-- Begin Records for processing --
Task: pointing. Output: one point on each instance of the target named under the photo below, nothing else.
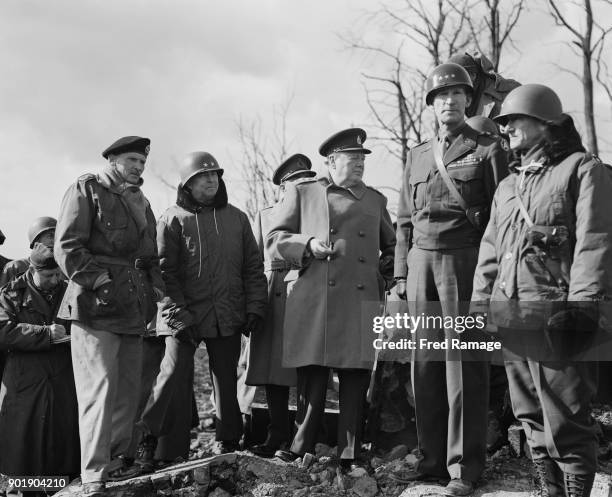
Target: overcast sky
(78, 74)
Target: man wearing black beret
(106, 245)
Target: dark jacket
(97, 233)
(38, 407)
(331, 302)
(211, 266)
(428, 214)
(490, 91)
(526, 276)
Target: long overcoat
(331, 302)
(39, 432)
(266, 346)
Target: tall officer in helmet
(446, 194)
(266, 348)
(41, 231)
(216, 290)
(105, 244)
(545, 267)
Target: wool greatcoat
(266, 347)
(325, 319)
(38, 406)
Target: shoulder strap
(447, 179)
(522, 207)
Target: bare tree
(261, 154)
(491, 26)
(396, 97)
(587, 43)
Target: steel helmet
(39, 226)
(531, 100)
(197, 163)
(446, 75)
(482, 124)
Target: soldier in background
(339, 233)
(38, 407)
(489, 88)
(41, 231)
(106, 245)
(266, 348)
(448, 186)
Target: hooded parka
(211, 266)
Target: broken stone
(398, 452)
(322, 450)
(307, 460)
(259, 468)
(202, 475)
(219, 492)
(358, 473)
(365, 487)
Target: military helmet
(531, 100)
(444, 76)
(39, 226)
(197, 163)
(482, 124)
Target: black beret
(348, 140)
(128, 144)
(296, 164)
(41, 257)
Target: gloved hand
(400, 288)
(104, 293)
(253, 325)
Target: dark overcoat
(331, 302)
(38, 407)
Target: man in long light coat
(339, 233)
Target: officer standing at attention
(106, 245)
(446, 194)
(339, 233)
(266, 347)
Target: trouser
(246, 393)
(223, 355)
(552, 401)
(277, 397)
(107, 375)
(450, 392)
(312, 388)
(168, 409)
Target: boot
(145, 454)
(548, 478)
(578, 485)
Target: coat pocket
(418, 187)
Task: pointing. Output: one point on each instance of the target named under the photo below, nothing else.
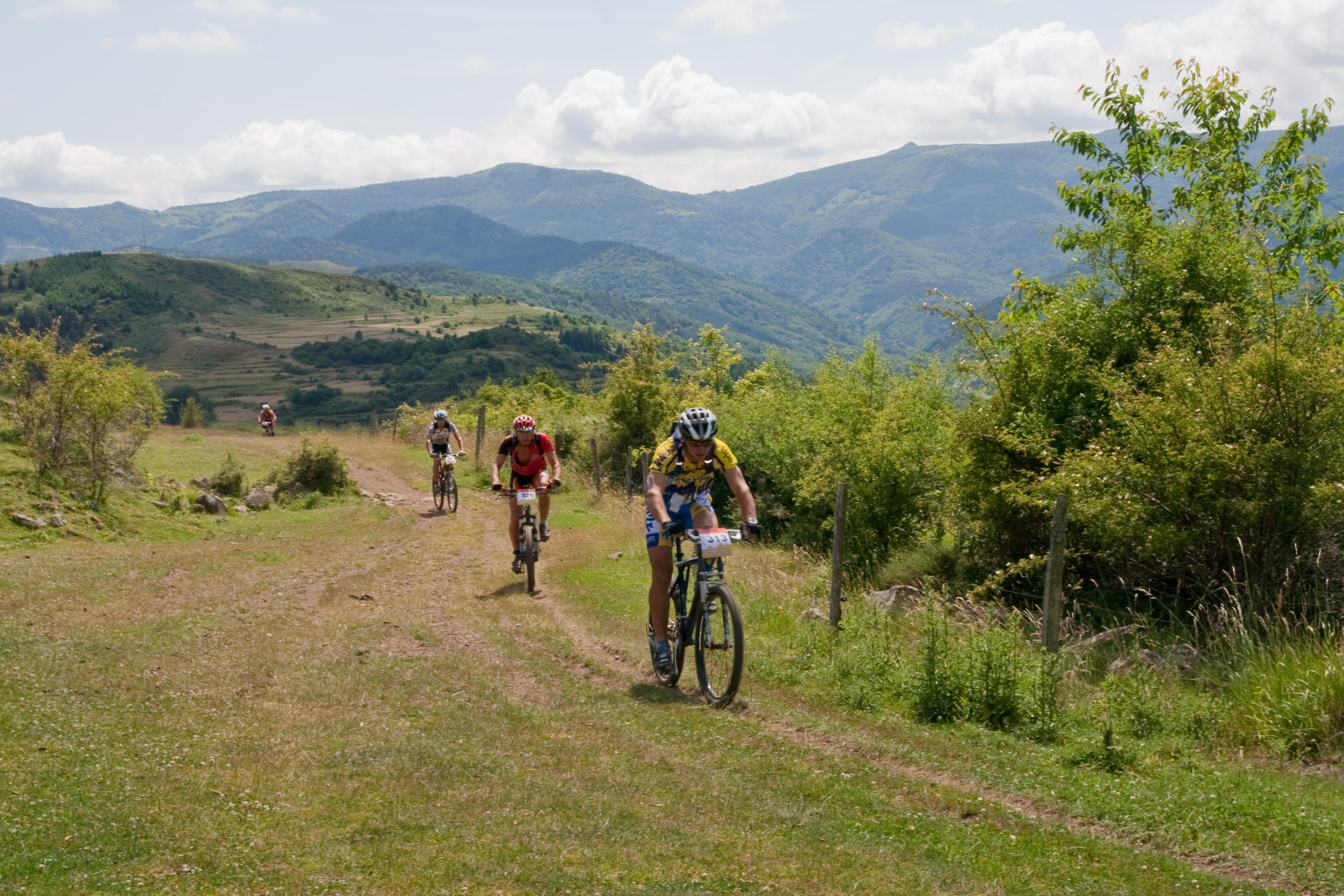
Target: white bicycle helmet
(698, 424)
-- End Records for processing --
-- Begin Records for processing --
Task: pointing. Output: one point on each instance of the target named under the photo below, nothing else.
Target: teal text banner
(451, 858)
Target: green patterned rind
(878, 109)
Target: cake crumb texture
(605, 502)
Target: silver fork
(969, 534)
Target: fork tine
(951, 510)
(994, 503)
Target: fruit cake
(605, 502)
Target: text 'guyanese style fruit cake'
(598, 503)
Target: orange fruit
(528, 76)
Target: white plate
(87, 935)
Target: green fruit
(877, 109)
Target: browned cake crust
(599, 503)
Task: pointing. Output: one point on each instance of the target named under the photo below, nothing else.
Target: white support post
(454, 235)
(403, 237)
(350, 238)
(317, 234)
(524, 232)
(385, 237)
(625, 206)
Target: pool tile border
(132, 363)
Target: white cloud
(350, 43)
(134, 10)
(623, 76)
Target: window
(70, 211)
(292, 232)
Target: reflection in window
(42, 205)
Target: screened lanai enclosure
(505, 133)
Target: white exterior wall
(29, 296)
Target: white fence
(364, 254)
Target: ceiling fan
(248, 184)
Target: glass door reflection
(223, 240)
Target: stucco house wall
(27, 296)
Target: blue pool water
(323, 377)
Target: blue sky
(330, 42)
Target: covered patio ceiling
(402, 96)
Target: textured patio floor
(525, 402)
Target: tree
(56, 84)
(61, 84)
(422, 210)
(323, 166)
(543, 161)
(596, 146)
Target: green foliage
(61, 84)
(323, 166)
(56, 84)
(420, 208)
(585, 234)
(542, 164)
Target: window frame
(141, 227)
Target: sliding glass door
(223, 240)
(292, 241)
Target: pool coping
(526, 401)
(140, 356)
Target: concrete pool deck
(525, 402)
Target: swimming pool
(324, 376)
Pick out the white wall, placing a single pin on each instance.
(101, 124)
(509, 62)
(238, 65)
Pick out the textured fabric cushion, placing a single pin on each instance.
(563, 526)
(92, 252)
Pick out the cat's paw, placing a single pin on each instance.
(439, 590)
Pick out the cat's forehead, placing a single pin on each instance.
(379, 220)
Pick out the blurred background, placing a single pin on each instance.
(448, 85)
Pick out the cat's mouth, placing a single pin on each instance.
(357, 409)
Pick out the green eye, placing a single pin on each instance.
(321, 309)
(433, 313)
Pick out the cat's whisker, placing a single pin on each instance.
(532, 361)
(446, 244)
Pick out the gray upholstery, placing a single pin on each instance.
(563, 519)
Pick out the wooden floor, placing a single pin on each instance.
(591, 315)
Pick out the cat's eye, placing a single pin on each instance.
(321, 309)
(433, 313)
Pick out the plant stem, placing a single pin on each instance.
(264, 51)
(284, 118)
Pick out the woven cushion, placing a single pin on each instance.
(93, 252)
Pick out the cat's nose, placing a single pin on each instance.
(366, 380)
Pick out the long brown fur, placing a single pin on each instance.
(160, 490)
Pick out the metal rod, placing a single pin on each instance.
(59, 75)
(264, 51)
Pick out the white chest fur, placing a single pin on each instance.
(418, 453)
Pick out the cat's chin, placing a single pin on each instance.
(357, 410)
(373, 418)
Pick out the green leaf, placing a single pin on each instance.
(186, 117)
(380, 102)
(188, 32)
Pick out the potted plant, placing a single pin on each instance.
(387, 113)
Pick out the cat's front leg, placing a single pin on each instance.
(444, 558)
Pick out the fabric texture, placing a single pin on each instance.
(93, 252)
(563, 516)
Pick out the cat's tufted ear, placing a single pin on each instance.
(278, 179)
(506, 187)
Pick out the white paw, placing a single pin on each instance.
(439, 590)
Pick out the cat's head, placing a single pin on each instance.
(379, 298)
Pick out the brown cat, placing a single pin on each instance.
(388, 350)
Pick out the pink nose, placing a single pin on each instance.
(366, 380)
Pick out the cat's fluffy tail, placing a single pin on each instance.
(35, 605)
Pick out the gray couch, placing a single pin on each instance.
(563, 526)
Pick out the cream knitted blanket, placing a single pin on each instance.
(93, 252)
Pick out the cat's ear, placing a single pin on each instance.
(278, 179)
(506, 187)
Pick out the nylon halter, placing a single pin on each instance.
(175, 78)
-- End Records for processing --
(Exercise directions): Gather every line above that contains the word "fork" and copy each one in full.

(Answer to the task):
Target: silver fork
Target: fork tine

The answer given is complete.